• **Passage**

Taking this issues approach admittedly leaves plenty of gaps in the story. Some readers will wonder why certain important people or events are not included. But this approach has the advantage of showing to the layperson the contemporary significance of church history. Many of today’s issues are not unique. They have a link with the past.

Finally, some readers may wonder about the amount of biographical material. Why so many personal stories? Again, the answer is communication. Without ignoring ideas, I have tried to wrap thoughts in personalities because I assume most readers are interested in meeting other people.

Church historians often ask, Is the church a movement or an institution? These pages will show that I think it is both. So I talk about missionary expansion as well as papal politics. Professionals in the field may not be happy with my failure to set limits by a strict definition of the term church. But that fuzziness is because I believe the people of God in history live in a tension between an ideal—the universal communion of saints—and the particular—the actual people in a specific time and place. The church’s mission in time calls for institutions: special rules, special leaders, special places. But when institutions obstruct the spread of the gospel rather than advance it, then movements of renewal arise to return to the church’s basic mission in the world. These pages will illustrate how often that has happened.

—Bruce L. Shelley

1

THE AGE OF JESUS AND THE APOSTLES

6 BC–AD 70

Christianity’s roots go back into Jewish history long before the birth of Jesus Christ. It was Jesus of Nazareth, however, who attacked established Judaism and brought a renewal movement into history early in the first century. After Jesus’ crucifixion in Jerusalem under Pontius Pilate, a Roman official, Jesus’ teachings spread throughout the Mediterranean area. An apostle named Paul was especially influential. He stressed God’s gift of salvation for all and led in Christianity’s emergence from Palestinian Judaism to a position as a universal religion.

THE AGE OF JESUS AND THE APOSTLES

CHAPTER 1

AWAY WITH THE KING!

The Jesus Movement

Christianity is the only major religion to have as its central event the humiliation of its God.

Dear dying Lamb, believers sing, Thy precious blood shall never lose its power, till all the ransomed Church of God be saved to sin no more.

Crucifixion was a barbarous death, reserved for rebels, pirates, and slaves. Jewish law cursed everyone who hangs on a tree, and Roman statesman Cicero warned, Let the very name of the cross be far, not only from the body of a Roman citizen, but even from his thoughts, his eyes, his ears.

Part of the victim’s punishment was to be whipped and then to carry the heavy crossbeam to the place of his death. When the cross was raised, a notice was pinned to it giving the culprit’s name and crime. In Jesus’ case, the Latin INRI: Iesus Nazarenus Rex Iudaeorum (Jesus of Nazareth, King of the Jews).

Pontius Pilate, Jesus’ Roman judge, apparently intended it as a final thrust of malice aimed at the Jews, but, as in the cross itself, Jesus’ followers found a special meaning in the message.

(Box-labeled dataset extracts)

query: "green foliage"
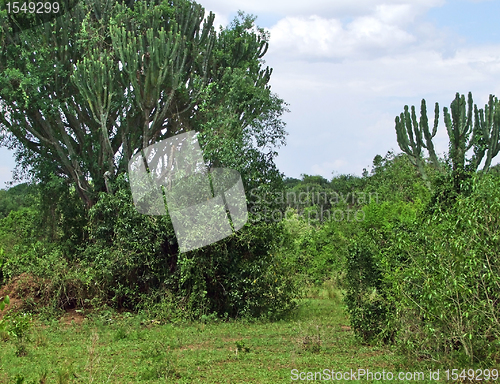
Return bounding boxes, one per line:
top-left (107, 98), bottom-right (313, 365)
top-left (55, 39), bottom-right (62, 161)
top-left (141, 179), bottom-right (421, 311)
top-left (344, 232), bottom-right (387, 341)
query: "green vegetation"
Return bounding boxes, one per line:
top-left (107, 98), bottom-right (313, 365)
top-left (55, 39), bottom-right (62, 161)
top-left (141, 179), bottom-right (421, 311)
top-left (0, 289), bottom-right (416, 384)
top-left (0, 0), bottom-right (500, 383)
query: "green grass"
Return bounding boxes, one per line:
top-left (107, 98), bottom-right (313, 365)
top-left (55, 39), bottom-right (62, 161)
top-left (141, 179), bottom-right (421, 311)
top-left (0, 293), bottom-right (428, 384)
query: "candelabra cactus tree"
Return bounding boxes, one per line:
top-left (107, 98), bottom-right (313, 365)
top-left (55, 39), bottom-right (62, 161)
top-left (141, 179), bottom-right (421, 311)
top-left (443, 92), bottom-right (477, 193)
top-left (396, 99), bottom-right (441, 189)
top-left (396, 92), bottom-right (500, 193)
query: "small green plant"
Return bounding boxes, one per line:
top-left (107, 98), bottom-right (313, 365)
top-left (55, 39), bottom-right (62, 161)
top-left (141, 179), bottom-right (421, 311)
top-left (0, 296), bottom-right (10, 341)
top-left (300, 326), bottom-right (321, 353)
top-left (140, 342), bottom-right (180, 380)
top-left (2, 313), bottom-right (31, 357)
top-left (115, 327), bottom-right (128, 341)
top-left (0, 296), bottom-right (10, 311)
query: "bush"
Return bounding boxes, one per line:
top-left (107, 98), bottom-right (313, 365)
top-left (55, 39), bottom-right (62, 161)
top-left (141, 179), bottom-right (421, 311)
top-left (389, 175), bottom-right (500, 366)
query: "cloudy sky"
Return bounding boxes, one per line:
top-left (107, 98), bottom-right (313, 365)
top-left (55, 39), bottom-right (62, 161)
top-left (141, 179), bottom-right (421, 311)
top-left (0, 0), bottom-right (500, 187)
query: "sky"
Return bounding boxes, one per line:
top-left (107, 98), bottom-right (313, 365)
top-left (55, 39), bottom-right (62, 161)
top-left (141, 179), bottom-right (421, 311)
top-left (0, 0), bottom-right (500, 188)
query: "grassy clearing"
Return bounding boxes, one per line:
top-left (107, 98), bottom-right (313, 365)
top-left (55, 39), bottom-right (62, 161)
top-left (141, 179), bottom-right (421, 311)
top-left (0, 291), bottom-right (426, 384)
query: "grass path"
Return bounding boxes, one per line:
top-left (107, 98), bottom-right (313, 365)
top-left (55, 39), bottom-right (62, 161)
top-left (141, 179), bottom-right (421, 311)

--

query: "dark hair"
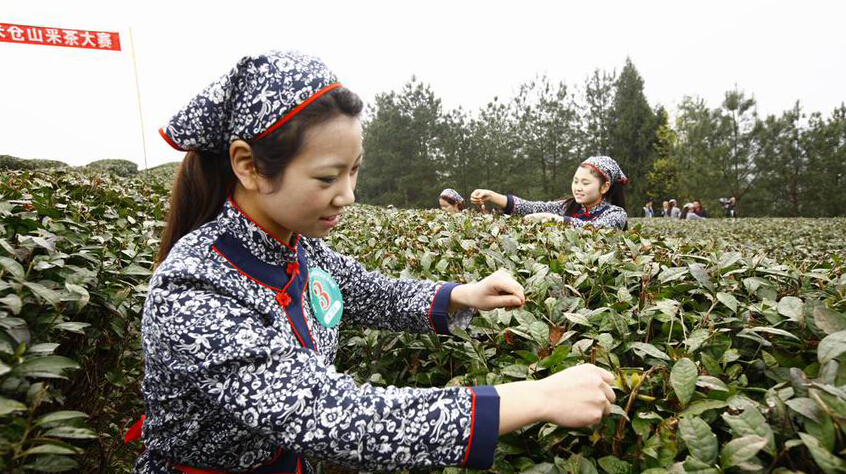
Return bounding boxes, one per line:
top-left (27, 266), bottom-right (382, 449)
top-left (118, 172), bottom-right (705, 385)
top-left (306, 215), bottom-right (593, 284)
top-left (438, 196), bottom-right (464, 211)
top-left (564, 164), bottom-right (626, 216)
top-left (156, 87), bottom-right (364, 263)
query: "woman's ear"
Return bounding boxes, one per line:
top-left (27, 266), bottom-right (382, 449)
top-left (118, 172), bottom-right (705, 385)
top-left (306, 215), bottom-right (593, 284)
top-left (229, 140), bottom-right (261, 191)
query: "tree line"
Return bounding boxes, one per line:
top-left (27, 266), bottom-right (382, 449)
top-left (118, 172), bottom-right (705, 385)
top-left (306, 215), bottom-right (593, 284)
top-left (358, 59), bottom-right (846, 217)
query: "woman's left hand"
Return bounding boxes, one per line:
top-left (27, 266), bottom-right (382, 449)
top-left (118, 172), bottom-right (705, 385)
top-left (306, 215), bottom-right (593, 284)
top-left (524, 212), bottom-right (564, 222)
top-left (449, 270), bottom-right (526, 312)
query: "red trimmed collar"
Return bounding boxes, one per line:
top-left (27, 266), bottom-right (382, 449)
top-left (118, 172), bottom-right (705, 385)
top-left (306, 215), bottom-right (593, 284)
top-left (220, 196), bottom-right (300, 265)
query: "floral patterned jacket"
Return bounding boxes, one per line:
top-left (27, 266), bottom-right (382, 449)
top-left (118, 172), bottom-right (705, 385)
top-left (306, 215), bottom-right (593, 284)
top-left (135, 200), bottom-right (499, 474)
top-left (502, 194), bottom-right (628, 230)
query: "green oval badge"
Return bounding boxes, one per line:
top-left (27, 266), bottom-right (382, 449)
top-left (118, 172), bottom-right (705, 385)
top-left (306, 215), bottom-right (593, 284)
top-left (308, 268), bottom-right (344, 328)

• **Tasks to carry out**
- 1) Pick out every line of the records that contains the word "woman".
- 2) Pick up the church history passage after its last sentence and keep writing it.
The church history passage has nothing to do with the records.

• **Responses to the exercise**
- 1)
query: "woman's ear"
query: "woman's left hand"

- 2)
JESUS AND THE CHURCH

Jesus was a Jew. He came from a Jewish family; he studied the Jewish Scriptures; he observed the Jewish religion. Any serious study of his life makes this so clear that many people have asked if Jesus ever intended to create that company of followers we call the church. Albert Schweitzer, the famous missionary to Africa, believed that Jesus was obsessed with a dream of the impending end of the world and died to make the dream come true. Rudolf Bultmann, an influential German theologian, taught that Jesus was a prophet who challenged people to make a radical decision for or against God. Other Christians have held that Jesus’ kingdom was a brotherhood of love and forgiveness. If he founded a society at all, they say, it was an invisible one, a moral or spiritual company, not an institution with rites and creeds.

This anti-institutional view of Christianity is so widespread that we had better face the question straightaway. Did Jesus have anything to do with the formation of the Christian church? And if he did, how did he shape its special character?

Every reader of the Gospels is free, of course, to judge for themselves, but surely an unprejudiced reading of Matthew, Mark, Luke, and John reveals Jesus’ plan for a company of followers to carry on his work. For more than two years, he worked with a faithful band of disciples, taught them about life in what he called the kingdom of God, and introduced them to the new covenant that bound them in love and mission.

Granted, that simple company lacked many of the laws, officials, ceremonies, and beliefs of later Christendom, but it was a society apart. Jesus made a persistent point about the special kind of life that separated the kingdom of God from rival authorities among men. Little by little his disciples came to see that following him meant saying no to the other voices calling for their loyalties. In one sense that was the birth of the Jesus movement. And in that sense, at least, Jesus founded the church.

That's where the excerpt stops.